### [YOUR TASK]
Count how many lines in the rows below contain the string "fire", and reply with that number alone.

### [DATA EXCERPTS]
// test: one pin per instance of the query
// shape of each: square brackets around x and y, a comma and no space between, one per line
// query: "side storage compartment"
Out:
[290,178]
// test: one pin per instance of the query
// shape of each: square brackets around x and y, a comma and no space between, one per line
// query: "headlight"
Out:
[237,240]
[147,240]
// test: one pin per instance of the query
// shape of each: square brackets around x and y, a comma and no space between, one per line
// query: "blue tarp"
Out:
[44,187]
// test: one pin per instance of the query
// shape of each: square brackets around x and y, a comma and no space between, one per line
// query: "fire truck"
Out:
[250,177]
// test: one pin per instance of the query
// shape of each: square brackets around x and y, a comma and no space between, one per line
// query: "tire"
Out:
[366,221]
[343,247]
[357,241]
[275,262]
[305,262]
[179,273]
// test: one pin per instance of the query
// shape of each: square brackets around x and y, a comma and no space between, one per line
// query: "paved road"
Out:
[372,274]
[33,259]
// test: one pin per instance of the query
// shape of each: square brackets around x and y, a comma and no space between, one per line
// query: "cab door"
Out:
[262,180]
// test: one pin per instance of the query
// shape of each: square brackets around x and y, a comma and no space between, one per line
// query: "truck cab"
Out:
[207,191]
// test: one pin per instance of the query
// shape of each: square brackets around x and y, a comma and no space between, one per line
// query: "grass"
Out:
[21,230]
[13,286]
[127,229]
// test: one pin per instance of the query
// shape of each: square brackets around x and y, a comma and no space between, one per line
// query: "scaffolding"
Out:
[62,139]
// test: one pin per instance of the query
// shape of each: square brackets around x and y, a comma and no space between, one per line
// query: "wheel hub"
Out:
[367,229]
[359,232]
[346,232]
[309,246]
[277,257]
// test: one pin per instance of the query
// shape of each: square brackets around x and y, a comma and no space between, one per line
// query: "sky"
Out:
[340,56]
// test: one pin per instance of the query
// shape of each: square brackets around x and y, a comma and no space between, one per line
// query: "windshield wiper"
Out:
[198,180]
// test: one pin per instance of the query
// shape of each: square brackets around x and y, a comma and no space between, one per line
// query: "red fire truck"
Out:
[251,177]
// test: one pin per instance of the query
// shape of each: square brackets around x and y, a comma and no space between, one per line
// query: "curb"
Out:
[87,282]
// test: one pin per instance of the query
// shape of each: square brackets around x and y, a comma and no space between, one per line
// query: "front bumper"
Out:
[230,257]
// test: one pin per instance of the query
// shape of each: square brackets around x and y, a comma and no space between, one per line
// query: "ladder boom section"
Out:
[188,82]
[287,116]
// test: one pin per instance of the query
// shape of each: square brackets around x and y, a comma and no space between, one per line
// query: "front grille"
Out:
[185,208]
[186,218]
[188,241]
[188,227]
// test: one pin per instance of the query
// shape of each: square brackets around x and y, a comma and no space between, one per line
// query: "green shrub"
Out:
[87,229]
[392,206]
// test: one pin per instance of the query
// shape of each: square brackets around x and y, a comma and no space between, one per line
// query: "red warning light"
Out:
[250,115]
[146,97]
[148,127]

### [IN RESPONSE]
2